The pendingText pattern is the insight most TTS tutorials miss. When a user taps “Read aloud” immediately after the screen loads, the TTS engine might not have finished initializing yet. Without the pending text queue, that request silently disappears. With it, the text is held and spoken the moment the engine is ready.

What you should see: The class compiles without errors. The UtteranceProgressListener override generates a deprecation warning on onError(String?) — this is expected and intentional. Overriding both the deprecated and non-deprecated versions ensures maximum device compatibility.

Integrating TTS with Your AI Chatbot ViewModel

If you built the AI chatbot from the How to Build an AI Chatbot in Android using Jetpack Compose tutorial, you already have a ChatViewModel. Here is how to extend it with TTS support cleanly:

Kotlin

// ChatViewModel.kt
// Extended with TTS support — manages AI responses and speech playback together

import android.app.Application
import androidx.lifecycle.AndroidViewModel
import androidx.lifecycle.viewModelScope
import kotlinx.coroutines.flow.MutableStateFlow
import kotlinx.coroutines.flow.StateFlow
import kotlinx.coroutines.flow.asStateFlow
import kotlinx.coroutines.flow.update
import kotlinx.coroutines.launch

// Using AndroidViewModel to safely access Application context for TtsManager
class ChatViewModel(application: Application) : AndroidViewModel(application) {

    private val repository = ChatRepository()

    // TtsManager held by the ViewModel — survives configuration changes
    private val ttsManager = TtsManager(application)

    // Expose TTS state flows for the UI to observe
    val isSpeaking: StateFlow<Boolean> = ttsManager.isSpeaking
    val ttsInitialized: StateFlow<Boolean> = ttsManager.isInitialized
    val ttsError: StateFlow<String?> = ttsManager.error

    // Chat message list
    private val _messages = MutableStateFlow<List<ChatMessage>>(emptyList())
    val messages: StateFlow<List<ChatMessage>> = _messages.asStateFlow()

    private val _isLoading = MutableStateFlow(false)
    val isLoading: StateFlow<Boolean> = _isLoading.asStateFlow()

    // Tracks which message is currently being read aloud (by index)
    private val _speakingMessageIndex = MutableStateFlow<Int?>(null)
    val speakingMessageIndex: StateFlow<Int?> = _speakingMessageIndex.asStateFlow()

    fun sendMessage(userInput: String) {
        if (userInput.isBlank()) return

        val userMessage = ChatMessage(text = userInput, role = MessageRole.USER)
        _messages.update { current -> current + userMessage }
        _isLoading.value = true

        viewModelScope.launch {
            val result = repository.sendMessage(userInput)

            result.fold(
                onSuccess = { responseText ->
                    val modelMessage = ChatMessage(
                        text = responseText,
                        role = MessageRole.MODEL
                    )

**Requirement 1**
Using the text-to-speech passage, decide whether each statement agrees with it. Answer yes or no, and quote the words that settle it.
(a) Without the pending text queue, a request made before the engine is ready is held and spoken later.
(b) The deprecation warning on onError(String?) is expected.
(c) The TtsManager held by the ViewModel survives configuration changes.
**Requirement 2**
Answer these questions from the text-to-speech passage.
(a) What does overriding both the deprecated and non-deprecated versions ensure?
(b) By what does the ViewModel track which message is currently being read aloud?
(c) What role is given to the message built from the user's input?
The records that follow have nothing to do with this work.

**Dataset content**

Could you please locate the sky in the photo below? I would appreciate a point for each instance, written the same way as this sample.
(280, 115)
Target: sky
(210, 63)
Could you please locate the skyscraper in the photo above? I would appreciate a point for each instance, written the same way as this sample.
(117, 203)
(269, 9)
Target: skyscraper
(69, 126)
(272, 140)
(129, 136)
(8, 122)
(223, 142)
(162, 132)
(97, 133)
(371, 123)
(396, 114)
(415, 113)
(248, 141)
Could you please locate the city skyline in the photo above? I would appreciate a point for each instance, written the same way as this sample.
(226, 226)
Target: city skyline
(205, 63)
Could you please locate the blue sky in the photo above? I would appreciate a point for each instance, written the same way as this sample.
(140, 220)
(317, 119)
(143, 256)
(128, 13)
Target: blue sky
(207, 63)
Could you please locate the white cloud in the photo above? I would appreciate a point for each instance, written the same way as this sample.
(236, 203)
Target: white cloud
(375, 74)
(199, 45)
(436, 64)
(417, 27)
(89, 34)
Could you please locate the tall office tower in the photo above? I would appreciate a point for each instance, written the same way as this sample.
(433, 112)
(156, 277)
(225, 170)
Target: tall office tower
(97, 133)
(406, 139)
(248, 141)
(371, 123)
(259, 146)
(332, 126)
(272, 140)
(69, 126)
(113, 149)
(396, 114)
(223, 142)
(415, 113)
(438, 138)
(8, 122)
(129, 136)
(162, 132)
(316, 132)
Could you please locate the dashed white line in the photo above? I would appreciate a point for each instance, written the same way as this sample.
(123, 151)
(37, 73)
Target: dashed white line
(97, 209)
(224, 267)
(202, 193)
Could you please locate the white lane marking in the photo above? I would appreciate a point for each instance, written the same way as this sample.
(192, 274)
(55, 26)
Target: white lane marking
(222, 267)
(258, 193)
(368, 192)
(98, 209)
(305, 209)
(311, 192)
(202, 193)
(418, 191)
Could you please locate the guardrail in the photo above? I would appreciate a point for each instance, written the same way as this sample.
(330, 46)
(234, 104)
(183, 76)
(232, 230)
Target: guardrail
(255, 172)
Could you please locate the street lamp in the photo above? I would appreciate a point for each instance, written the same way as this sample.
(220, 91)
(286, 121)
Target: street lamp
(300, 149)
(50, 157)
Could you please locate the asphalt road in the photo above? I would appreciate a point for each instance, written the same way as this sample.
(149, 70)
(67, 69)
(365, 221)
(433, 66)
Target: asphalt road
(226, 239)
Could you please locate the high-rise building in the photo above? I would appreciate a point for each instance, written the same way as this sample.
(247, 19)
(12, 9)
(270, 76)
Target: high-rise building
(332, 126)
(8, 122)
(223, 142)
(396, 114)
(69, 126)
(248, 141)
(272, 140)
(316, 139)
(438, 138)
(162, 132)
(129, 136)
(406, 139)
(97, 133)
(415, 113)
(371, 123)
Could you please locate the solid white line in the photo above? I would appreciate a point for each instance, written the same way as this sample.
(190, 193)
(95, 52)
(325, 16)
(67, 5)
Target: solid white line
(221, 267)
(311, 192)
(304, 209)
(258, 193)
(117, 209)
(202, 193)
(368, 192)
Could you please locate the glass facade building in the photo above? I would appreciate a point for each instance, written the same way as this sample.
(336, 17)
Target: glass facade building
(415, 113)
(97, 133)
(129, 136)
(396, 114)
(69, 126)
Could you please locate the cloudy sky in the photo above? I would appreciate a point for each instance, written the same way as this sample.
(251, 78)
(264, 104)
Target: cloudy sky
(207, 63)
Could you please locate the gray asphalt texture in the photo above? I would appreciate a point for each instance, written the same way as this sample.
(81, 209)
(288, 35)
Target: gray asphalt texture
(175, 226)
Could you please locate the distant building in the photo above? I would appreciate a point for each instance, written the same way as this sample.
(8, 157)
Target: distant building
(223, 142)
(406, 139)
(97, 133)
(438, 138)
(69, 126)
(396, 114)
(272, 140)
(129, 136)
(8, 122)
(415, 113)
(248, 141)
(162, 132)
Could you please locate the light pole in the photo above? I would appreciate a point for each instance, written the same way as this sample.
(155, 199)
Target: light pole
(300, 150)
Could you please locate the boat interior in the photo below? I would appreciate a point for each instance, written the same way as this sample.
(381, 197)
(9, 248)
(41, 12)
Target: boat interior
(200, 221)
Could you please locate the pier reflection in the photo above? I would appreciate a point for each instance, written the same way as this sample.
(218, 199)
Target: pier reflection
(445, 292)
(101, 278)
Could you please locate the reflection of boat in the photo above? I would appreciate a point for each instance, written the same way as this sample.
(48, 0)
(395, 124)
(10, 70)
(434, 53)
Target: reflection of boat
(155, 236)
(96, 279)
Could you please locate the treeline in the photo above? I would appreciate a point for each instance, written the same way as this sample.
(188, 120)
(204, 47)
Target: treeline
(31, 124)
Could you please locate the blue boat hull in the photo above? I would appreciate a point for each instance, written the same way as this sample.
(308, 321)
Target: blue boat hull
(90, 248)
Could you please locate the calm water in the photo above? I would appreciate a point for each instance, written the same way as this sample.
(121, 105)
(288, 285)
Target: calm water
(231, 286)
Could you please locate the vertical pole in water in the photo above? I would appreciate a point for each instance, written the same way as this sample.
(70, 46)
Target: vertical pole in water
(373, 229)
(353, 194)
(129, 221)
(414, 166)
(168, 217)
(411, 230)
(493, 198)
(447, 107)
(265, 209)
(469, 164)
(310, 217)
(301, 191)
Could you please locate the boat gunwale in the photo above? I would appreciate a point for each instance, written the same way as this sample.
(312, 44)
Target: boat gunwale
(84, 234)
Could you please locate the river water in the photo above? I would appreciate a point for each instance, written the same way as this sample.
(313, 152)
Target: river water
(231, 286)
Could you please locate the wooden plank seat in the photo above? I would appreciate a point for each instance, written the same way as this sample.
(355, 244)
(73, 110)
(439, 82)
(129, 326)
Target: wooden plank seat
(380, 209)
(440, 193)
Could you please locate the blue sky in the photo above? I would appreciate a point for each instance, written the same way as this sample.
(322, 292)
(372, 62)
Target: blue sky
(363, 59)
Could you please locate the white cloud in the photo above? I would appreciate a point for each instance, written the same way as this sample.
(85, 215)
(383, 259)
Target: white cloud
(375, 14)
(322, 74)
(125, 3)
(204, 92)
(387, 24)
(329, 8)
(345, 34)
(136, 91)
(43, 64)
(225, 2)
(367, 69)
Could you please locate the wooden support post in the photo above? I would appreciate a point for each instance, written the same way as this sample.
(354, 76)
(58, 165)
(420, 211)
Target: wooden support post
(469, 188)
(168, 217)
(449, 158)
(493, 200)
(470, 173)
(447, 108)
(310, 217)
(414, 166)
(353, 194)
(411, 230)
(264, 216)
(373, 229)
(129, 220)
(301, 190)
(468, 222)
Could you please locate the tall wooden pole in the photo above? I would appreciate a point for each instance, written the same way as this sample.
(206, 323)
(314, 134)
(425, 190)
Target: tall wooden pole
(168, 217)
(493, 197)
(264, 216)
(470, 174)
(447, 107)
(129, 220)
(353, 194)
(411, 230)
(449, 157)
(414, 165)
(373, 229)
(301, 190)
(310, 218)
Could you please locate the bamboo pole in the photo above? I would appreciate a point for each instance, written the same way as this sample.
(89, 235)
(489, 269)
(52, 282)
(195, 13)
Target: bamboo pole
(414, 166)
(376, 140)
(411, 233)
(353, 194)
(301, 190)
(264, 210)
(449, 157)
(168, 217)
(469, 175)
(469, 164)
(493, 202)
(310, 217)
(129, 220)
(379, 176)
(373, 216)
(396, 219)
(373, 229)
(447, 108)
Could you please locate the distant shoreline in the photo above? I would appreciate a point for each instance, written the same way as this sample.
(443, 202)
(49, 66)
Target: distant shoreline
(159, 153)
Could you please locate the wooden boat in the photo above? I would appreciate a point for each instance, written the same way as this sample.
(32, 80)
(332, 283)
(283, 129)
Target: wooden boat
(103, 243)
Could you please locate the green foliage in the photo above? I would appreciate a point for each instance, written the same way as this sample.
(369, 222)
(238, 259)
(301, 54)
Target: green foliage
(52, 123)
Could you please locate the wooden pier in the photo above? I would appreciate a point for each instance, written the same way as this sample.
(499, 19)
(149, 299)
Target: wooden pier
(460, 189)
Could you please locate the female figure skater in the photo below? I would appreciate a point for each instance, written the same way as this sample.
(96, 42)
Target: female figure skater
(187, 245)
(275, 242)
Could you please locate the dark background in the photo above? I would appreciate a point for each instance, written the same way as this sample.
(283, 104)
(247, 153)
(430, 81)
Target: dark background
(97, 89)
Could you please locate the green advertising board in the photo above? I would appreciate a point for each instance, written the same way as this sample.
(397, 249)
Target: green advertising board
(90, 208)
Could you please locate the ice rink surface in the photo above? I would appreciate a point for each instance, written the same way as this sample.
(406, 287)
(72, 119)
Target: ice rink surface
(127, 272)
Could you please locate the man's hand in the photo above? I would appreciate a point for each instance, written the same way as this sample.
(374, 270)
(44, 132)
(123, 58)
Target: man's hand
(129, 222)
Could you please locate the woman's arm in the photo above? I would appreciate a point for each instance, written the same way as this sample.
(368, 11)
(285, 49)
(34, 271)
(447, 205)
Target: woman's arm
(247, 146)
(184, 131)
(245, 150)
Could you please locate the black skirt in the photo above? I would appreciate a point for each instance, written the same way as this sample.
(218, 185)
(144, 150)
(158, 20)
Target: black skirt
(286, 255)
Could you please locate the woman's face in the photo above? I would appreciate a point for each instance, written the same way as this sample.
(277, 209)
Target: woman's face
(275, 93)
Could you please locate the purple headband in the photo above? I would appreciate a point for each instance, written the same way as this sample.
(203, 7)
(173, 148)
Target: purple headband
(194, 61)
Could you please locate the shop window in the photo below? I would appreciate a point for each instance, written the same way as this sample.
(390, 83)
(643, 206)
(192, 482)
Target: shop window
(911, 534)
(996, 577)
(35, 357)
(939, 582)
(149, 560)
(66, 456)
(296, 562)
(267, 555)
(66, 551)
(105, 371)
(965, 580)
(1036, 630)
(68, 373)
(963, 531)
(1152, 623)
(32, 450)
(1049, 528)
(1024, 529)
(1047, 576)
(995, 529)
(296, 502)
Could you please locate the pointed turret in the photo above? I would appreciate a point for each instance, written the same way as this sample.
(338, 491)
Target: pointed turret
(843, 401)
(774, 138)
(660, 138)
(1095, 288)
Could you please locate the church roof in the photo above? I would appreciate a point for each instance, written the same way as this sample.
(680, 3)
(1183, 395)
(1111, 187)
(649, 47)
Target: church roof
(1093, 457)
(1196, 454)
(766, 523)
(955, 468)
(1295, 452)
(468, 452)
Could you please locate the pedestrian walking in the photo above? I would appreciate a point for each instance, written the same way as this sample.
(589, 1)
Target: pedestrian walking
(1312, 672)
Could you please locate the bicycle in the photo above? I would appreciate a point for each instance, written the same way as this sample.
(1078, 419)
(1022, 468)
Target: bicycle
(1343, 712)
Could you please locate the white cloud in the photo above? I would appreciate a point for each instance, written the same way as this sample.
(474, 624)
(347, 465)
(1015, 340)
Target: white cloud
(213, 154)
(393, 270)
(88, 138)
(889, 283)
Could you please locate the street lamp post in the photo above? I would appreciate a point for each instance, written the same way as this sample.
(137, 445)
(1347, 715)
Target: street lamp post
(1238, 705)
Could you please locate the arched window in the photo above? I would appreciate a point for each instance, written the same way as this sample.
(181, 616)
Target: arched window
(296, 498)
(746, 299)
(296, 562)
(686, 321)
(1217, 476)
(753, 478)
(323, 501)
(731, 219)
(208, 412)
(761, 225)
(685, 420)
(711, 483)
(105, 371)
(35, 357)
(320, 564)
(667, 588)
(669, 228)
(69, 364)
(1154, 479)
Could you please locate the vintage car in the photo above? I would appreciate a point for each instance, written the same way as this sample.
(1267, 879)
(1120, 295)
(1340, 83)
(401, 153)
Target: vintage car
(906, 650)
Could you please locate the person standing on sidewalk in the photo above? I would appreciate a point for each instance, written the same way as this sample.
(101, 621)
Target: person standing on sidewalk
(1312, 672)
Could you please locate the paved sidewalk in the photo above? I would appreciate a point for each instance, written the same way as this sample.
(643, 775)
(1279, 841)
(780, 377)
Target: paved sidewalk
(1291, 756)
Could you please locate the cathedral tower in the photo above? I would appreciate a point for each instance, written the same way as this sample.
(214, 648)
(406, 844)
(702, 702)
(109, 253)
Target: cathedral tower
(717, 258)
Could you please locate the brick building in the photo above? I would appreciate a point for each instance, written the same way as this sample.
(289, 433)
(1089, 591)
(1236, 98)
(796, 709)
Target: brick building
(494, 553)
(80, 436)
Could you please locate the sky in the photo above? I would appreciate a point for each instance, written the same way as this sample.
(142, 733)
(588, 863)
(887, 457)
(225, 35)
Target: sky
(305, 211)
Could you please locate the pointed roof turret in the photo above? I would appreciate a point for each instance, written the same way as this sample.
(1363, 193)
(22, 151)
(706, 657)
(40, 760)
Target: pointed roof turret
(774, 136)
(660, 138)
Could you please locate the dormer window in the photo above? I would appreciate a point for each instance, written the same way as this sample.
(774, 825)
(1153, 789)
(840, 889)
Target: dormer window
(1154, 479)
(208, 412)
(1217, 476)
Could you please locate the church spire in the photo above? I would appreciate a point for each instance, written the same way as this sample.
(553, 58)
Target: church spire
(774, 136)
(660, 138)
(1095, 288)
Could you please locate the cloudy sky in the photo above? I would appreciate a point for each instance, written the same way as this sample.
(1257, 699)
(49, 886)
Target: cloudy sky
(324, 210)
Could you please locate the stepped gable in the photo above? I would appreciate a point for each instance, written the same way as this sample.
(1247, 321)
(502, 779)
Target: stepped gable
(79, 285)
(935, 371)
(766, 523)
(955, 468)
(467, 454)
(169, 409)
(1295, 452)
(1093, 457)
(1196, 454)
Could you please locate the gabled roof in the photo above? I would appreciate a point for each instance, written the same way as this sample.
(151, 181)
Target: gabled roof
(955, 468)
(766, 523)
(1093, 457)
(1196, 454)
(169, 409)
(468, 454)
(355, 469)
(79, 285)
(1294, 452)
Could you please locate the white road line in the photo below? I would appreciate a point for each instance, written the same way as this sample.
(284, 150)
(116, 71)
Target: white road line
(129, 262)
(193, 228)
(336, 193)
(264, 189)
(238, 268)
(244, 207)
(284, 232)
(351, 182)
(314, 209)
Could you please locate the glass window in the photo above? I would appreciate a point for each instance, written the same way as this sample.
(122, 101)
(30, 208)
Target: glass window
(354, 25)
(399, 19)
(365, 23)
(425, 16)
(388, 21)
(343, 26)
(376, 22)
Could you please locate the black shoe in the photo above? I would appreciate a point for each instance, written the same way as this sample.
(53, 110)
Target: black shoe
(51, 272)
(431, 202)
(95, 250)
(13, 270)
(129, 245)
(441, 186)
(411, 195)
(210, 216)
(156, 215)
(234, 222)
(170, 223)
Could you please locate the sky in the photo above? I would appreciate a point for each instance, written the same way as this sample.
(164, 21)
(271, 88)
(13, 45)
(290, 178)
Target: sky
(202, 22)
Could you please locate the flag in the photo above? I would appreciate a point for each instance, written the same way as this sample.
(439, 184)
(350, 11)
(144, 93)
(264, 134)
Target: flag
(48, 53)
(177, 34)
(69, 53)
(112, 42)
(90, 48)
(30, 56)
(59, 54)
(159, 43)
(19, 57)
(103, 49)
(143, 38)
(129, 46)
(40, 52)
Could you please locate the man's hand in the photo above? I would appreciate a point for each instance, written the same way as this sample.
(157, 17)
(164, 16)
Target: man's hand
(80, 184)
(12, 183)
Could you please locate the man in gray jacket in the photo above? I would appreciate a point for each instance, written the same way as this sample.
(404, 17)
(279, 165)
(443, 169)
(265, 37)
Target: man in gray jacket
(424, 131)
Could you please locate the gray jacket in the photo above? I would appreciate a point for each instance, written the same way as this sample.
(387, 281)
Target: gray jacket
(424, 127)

**Expected answer 1**
(a) No: "Without the pending text queue, that request silently disappears."
(b) Yes: "this is expected and intentional"
(c) Yes: "TtsManager held by the ViewModel — survives configuration changes"

**Expected answer 2**
(a) Maximum device compatibility.
(b) By index.
(c) MessageRole.USER.